> Prompt
For the entries below, state how many lines contain the string "wheel". Add nothing else.

╭─ Source information

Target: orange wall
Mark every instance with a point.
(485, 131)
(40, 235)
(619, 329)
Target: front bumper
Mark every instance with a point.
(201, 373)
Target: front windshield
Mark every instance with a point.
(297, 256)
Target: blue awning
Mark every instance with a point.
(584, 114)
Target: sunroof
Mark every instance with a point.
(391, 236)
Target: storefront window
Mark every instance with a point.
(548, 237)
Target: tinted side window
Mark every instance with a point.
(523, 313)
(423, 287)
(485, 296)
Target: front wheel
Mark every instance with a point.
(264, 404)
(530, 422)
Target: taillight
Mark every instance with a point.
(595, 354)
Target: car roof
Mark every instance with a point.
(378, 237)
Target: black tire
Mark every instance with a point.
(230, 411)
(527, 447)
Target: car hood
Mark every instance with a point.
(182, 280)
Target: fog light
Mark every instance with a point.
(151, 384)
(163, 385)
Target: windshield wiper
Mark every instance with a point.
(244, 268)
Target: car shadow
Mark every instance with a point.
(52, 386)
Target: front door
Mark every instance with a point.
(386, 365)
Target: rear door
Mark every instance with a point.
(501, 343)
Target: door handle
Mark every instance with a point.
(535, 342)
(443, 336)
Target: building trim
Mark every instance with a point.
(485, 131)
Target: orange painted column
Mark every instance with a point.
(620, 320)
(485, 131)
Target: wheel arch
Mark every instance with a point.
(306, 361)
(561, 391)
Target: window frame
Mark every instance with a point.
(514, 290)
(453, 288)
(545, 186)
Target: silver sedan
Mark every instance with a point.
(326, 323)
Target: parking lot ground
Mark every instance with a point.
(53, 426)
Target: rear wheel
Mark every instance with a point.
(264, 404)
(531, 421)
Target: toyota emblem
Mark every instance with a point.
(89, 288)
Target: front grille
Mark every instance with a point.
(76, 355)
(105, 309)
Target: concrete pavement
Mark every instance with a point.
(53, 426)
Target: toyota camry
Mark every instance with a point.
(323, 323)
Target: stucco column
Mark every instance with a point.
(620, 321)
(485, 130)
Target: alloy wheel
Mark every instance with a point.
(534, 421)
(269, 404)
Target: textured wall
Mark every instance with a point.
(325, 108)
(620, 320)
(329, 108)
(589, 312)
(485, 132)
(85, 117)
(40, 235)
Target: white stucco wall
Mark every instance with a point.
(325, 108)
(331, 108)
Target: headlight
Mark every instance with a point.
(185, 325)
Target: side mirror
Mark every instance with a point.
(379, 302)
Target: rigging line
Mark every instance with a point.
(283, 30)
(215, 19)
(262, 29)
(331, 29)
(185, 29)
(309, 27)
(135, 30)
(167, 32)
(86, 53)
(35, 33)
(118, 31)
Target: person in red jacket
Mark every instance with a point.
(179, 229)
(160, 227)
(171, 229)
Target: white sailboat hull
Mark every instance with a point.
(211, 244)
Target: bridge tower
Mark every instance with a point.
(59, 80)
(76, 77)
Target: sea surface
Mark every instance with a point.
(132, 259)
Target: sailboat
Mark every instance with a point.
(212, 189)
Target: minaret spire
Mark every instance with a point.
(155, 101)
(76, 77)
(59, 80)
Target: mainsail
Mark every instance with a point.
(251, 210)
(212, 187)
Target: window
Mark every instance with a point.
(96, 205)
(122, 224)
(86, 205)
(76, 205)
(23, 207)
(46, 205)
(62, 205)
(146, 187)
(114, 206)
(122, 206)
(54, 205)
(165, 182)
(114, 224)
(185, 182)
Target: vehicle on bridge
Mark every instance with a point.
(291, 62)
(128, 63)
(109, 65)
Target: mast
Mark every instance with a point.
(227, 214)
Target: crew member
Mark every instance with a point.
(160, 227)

╰─

> Task output
4